Game Development Trends in 2021

Jon Radoff
Building the Metaverse
11 min readSep 30, 2021
Image Credit: Atelier Ying

Three huge forces are shaping game development in 2021: the solo-to-social trend, the technologists-to-artists trend, and the games-to-economy trend.

Understanding these trends is critical to taking advantage of big opportunities —but they also presents new challenges around game design, customer acquisition, development methodology and live operations. Understanding the challenges as well as the opportunities will equip you to build a sustainable game business.

This article will bring this understanding to you, as well as illuminate some of the actual economics around networks, games and communities.

Solo to Social

Years ago people talked about “social games” that were created on social networks. Ironically, these games were almost never social — they merely benefitted from spam and marketing through what was then an entirely unregulated social media ecosystem (if you were around, you surely remember all the requests for nails to build barns in Farmville).

To be clear, I’m not talking about that, or a return to “social games.”

I’m talking about games that are actually social.

It is important to recognize that the ecosystem around games is integrated with communities more than ever. Often, that means that formerly solo gaming experiences are becoming social because of the “meta” that envelops a game — the chat, competitions, community, memes, esports, streaming, modding, etc.

There are huge implications for the way games are designed, operated, nurtured and marketed. I’ll touch on each.

Example: Undertale

Let’s take a game like Undertale. My kids both love Undertale, which contains no multiplayer features whatsoever. Yet they are active participants around the streaming community and YouTubers. They play fan games based on it. They spread Undertale memes. My son even participates in an Outschool class where kids come together each week for a show-and-tell around Undertale… he’s even taken up playing piano just so he could learn to play the Undertale music.

From a business perspective: what an amazing way to have sustained years of Undertale sales — and furnished the perfect platform to launch Delta Rune.

Lessons for Game Developers

Why does this happen in Undertale, and are there lessons for game developers here?

One set of lessons is to remember the elements that make for a great game in the first place: a really great core loop that players love to master. Memorable characters and storytelling that resonate emotionally. Great music. Undertale has all of these — and without them, socialization wouldn’t have helped much.

• **Problem A**
Print the passage from the game development trends article that begins at the words "Example: Undertale" and stops after the words "game developers here?".
• **Problem B**
Answer these questions using the game development trends article:
(i) What three trends does it name as shaping game development in 2021?
(ii) In Farmville, what were the requests for?
(iii) Which instrument did the author's son take up, and for what purpose?
The rows that come after the game development trends article are not needed for anything here.

• **Position identification rows**
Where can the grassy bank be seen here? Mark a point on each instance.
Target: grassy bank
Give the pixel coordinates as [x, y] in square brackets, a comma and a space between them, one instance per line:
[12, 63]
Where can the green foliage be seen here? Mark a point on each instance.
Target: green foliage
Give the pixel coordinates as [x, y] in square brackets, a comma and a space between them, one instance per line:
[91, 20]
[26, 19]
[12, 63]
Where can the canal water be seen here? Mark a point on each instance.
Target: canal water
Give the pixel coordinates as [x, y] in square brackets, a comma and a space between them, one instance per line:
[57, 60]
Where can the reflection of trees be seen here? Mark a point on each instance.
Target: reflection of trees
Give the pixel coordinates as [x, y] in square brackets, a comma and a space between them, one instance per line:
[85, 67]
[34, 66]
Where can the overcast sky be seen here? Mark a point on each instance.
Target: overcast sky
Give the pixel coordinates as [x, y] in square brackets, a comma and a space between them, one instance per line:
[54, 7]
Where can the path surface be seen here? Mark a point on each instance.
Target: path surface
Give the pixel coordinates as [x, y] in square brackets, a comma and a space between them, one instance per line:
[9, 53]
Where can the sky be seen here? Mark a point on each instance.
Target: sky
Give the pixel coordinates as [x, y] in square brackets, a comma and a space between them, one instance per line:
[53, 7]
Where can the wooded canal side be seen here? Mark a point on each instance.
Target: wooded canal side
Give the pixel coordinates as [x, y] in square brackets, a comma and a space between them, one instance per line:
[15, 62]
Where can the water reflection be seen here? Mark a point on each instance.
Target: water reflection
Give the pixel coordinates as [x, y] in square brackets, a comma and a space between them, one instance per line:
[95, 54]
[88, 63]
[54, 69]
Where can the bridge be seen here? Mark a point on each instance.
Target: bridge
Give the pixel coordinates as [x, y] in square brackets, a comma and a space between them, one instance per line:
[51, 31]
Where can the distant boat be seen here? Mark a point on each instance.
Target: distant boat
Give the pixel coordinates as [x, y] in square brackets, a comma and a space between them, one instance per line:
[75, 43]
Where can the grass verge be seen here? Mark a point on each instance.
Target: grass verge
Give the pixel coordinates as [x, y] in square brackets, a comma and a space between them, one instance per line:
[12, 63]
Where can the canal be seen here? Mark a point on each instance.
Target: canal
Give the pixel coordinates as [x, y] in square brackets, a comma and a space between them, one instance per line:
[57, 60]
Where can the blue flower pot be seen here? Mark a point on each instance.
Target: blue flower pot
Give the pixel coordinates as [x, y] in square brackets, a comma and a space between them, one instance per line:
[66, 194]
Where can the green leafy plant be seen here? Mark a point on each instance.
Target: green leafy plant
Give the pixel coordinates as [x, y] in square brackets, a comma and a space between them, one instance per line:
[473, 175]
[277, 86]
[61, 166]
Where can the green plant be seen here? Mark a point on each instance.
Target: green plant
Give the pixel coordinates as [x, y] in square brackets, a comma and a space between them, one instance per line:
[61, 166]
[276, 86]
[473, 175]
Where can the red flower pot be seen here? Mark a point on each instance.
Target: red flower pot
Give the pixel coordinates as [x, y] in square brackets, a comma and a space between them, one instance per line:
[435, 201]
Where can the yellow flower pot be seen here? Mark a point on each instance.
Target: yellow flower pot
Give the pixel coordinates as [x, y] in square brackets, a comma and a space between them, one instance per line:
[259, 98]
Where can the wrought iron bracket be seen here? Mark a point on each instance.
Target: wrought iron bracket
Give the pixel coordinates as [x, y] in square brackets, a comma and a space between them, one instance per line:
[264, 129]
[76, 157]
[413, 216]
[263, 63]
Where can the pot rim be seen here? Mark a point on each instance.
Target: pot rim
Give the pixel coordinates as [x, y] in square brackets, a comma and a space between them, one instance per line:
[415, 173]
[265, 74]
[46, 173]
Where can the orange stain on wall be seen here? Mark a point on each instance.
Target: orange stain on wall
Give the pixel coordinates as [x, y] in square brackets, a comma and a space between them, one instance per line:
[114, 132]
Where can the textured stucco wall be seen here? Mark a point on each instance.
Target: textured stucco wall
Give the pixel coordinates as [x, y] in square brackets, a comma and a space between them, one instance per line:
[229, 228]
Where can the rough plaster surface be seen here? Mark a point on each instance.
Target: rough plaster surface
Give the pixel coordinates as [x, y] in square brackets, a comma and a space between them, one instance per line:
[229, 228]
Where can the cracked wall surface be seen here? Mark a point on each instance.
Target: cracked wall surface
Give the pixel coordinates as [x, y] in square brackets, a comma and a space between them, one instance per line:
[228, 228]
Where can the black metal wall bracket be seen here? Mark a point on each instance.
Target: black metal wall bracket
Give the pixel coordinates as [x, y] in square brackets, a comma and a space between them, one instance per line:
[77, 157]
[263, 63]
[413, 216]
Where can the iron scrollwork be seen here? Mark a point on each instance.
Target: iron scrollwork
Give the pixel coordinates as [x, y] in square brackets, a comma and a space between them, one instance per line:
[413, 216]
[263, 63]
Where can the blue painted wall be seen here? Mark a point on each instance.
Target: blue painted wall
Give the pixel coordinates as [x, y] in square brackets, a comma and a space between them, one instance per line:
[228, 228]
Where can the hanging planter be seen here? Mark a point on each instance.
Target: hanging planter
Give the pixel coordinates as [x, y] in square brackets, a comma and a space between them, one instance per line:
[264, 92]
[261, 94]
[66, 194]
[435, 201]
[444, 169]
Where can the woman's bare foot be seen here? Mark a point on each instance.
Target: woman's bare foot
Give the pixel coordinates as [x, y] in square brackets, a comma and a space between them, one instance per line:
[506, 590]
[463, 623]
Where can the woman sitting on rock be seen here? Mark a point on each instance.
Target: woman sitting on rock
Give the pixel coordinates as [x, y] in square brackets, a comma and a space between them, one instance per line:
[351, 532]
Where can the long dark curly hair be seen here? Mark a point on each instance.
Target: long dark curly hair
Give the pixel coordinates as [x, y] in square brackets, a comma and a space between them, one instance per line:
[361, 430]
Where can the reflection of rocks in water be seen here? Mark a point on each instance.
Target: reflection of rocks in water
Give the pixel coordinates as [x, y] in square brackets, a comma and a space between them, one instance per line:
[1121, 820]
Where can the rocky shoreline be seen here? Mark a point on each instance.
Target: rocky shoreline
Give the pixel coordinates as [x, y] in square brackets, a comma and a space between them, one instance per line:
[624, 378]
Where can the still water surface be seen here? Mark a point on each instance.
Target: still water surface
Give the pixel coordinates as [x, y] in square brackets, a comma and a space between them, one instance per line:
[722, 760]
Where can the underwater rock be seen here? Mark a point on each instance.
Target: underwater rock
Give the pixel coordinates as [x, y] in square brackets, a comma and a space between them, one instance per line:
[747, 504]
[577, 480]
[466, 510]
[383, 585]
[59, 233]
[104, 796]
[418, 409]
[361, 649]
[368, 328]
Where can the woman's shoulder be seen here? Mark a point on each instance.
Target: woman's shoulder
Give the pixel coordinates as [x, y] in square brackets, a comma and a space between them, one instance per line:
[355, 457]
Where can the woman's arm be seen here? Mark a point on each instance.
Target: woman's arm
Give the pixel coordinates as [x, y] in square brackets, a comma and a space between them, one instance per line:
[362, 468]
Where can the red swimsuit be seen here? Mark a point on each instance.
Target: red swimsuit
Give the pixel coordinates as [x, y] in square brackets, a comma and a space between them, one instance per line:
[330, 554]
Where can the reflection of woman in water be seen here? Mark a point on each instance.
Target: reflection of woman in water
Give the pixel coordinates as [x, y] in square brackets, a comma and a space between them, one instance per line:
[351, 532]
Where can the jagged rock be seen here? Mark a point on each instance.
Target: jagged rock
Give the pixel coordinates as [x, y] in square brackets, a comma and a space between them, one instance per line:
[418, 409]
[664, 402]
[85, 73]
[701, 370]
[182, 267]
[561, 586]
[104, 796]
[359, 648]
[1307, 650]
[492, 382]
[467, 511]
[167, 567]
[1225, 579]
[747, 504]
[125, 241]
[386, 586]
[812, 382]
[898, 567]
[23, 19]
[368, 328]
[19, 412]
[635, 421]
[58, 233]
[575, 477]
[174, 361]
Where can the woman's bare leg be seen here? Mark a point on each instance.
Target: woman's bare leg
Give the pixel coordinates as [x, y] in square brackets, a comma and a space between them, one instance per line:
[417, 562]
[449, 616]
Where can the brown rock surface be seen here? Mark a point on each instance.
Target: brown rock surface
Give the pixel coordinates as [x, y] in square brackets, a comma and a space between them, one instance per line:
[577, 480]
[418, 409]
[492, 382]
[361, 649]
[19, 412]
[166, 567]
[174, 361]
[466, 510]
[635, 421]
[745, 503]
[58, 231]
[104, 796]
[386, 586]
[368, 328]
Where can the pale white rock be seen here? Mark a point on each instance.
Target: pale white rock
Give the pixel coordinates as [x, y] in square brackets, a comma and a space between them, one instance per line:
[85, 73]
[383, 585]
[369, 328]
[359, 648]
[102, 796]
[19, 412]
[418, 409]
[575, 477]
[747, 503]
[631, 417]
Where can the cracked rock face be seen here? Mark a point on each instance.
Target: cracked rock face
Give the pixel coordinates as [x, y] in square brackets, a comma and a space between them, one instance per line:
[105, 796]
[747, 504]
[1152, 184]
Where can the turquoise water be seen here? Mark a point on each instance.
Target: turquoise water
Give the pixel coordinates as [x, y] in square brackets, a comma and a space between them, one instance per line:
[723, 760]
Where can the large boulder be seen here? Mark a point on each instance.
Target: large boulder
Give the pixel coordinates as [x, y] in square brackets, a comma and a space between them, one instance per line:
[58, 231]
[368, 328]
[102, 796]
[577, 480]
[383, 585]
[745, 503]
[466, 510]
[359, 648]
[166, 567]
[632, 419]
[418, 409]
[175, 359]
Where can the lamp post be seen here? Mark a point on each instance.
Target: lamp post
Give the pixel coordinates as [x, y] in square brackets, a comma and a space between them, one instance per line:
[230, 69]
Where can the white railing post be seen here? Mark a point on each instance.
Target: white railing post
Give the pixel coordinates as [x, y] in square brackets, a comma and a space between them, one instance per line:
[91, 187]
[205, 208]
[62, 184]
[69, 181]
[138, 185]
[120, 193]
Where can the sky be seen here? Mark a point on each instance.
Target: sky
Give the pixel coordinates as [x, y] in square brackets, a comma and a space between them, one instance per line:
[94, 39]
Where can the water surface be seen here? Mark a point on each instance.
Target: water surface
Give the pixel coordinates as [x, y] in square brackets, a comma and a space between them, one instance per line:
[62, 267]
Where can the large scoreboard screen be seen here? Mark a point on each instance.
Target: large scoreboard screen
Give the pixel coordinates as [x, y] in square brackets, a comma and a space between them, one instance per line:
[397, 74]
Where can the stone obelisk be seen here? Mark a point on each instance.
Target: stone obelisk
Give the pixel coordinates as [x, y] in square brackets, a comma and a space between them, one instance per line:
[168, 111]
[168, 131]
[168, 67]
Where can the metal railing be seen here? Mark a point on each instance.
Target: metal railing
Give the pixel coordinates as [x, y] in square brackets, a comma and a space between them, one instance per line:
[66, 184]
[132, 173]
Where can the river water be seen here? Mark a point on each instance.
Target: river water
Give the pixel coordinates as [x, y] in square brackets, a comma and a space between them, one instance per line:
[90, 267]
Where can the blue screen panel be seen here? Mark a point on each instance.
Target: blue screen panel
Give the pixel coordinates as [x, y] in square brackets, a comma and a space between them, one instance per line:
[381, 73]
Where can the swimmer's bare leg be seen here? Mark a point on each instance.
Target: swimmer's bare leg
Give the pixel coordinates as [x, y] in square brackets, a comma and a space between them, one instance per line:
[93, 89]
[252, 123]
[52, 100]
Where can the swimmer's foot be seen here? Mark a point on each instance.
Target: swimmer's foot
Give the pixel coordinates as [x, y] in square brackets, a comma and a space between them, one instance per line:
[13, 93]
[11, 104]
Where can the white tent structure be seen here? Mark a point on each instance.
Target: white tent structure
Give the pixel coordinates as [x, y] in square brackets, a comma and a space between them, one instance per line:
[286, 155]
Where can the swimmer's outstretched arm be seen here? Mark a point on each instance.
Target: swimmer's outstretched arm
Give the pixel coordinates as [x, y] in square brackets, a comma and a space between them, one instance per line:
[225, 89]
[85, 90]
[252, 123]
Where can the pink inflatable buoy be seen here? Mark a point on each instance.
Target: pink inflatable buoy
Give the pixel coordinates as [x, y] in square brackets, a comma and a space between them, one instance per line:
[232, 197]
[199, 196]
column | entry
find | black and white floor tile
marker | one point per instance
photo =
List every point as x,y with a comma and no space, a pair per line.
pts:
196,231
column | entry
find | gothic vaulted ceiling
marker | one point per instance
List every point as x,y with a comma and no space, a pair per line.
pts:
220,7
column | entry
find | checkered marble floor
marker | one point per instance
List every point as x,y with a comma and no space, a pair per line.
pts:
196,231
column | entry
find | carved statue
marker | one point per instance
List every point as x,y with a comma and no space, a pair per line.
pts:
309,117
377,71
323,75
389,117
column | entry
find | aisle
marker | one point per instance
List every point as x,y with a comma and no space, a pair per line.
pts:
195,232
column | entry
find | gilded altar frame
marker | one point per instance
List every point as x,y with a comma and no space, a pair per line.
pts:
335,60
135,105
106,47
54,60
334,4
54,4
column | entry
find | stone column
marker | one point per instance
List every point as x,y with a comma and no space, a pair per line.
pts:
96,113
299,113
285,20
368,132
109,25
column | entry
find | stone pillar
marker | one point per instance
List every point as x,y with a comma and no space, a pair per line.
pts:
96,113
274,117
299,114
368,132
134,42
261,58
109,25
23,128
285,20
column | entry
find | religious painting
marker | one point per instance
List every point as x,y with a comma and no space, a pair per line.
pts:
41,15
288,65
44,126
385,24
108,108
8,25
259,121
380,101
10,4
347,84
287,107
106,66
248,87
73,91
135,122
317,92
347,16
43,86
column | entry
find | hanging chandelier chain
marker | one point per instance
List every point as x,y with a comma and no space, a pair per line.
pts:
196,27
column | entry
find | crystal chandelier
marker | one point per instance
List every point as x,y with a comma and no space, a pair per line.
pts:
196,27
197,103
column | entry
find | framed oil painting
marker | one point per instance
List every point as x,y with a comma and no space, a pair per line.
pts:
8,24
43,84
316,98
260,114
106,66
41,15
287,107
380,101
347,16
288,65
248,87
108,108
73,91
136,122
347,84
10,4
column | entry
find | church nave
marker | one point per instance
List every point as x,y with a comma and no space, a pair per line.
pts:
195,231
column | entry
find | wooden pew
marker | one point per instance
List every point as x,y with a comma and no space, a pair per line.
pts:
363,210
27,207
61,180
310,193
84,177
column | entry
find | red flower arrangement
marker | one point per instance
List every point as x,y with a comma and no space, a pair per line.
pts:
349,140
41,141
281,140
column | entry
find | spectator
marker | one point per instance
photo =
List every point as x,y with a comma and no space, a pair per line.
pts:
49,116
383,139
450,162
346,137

• **Answer A**
Example: Undertale

Let’s take a game like Undertale. My kids both love Undertale, which contains no multiplayer features whatsoever. Yet they are active participants around the streaming community and YouTubers. They play fan games based on it. They spread Undertale memes. My son even participates in an Outschool class where kids come together each week for a show-and-tell around Undertale… he’s even taken up playing piano just so he could learn to play the Undertale music.

From a business perspective: what an amazing way to have sustained years of Undertale sales — and furnished the perfect platform to launch Delta Rune.

Lessons for Game Developers

Why does this happen in Undertale, and are there lessons for game developers here?

• **Answer B**
(i) The solo-to-social trend, the technologists-to-artists trend, and the games-to-economy trend.
(ii) Nails to build barns.
(iii) Piano, so he could learn to play the Undertale music.